I will echo Tim's concerns about the non-final-ity of the URI classes.
This seems like a recipe for disaster.
I can maybe see the usefulness of extending Rfc3986\Uri by a subclass
Ldap\Uri,
but being able to extend the WhatWg URI makes absolutely no sense.
The point of these classes is that if you have an instance of one of
these, you know that you have a valid URI.
Being able to subclass a URI and mess with theequals
,toString
,
toNormalizedString
methods throws away all the safety guarantees provided
by possessing a Uri instance.
I'm sure that people will find their use-cases to subclass all these new
classes, including the WHATWG implementation. As Nicolas mentioned,
his main use-case is minly adding convenience and new factory methods that
don't specifically need all methods to be reimplemented.
While I share your opinion that leaving the URI classes open for extension
is somewhat risky and it's difficult to assess its impacts right now, I can
also
sympathise with what Nicolas wrote in a later message (
https://externals.io/message/123997#126489): that we shouldn't close the
door for the public from
using interchangeable implementations.
I know that going final without any interfaces is the most "convenient" for
the PHP project itself, because the solution has much less BC surface to
maintain,
so we are relatively free and safe to make future changes. This is useful
for an API in its early days that is huge like this. Besides the interests
of the maintainers,
we should also take two important things into account:
- Heterogeneous use-cases: it's out of question that the current API won't
fit all use-cases, especially because we have already identified some
followup tasks
that should be implemented (see "Future Scope" section in the RFC). - Interoperability: Since URI handling is a very widespread problem, many
people and libraries will start to use the new extension once
it's available. But because
of the above reason, many of them want to use their own abstraction, and
that's exactly why a common ground is needed: there's simply not a single
right possible
implementation - everyone has their own, given the complexity of the topic.
So we should try to be considerate about these factors by some way or
another. So far, we have four options:
- Making the classes open for extension: this solution has acknowledged
technical challenges (
https://github.com/php/php-src/pull/14461#discussion_r1847316607),
and it limits our possibilities of adding changes the most, but users can
effectively add any behavior that they need. Of course, they are free to
introduce bugs and
spec-incompatible behavior into their own implementation, but none of the
other solutions could prevent such bugs either, since people will write
their custom code
wherever they can: if they can't have it in a child class, then they will
have in MyUri, or in UriHelper, or just in a 200 lines long function.

--------------------------------

**SHORT EXERCISE 1:** List the entries as a numbered list, starting with the line that contains "[locate] dark brown stem (one dot each)" and going on through the end of the entries, leaving out blank lines.

(Some entries)
--------------------------------

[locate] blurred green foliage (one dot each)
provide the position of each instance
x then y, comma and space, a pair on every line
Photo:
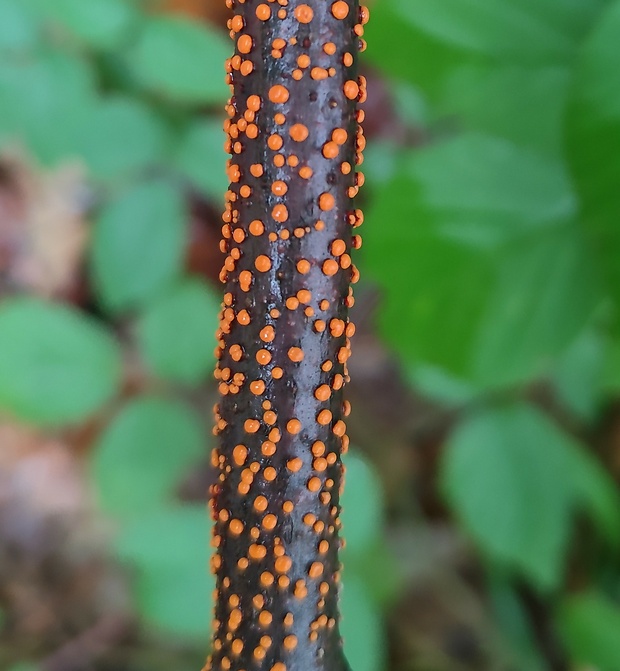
496, 244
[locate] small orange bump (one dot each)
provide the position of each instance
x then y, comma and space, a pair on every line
303, 266
269, 522
268, 448
293, 426
280, 213
267, 578
278, 93
262, 263
283, 564
323, 392
243, 318
339, 428
240, 454
316, 569
314, 484
290, 642
299, 132
330, 267
257, 387
267, 334
340, 136
300, 591
288, 506
327, 202
263, 12
304, 296
244, 44
257, 227
279, 188
260, 504
351, 89
265, 618
296, 354
324, 417
251, 425
294, 465
338, 247
340, 9
304, 14
263, 357
275, 142
319, 74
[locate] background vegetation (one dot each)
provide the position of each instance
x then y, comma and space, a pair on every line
482, 510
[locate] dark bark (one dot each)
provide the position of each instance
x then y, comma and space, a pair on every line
284, 335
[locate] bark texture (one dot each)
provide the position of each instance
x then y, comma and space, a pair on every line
284, 337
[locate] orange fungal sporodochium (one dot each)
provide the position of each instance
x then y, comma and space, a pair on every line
283, 343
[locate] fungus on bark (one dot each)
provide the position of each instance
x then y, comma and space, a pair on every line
294, 132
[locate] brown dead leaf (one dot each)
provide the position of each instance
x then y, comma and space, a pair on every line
42, 231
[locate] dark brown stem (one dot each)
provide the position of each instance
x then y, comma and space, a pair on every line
284, 337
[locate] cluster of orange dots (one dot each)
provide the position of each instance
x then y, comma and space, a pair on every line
265, 548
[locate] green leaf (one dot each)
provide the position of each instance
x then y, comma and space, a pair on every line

--------------------------------

**SHORT EXERCISE 2:** In the post about the URI classes, switch "disaster" to "catastrophe" and write out the passage starting with "I will echo" and going on through "a valid URI.".

**COMPLETE OUTPUT 1:**
1. [locate] dark brown stem (one dot each)
2. provide the position of each instance
3. x then y, comma and space, a pair on every line
4. 284, 337
5. [locate] cluster of orange dots (one dot each)
6. provide the position of each instance
7. x then y, comma and space, a pair on every line
8. 265, 548
9. [locate] green leaf (one dot each)
10. provide the position of each instance
11. x then y, comma and space, a pair on every line

**COMPLETE OUTPUT 2:**
I will echo Tim's concerns about the non-final-ity of the URI classes.
This seems like a recipe for catastrophe.
I can maybe see the usefulness of extending Rfc3986\Uri by a subclass
Ldap\Uri,
but being able to extend the WhatWg URI makes absolutely no sense.
The point of these classes is that if you have an instance of one of
these, you know that you have a valid URI.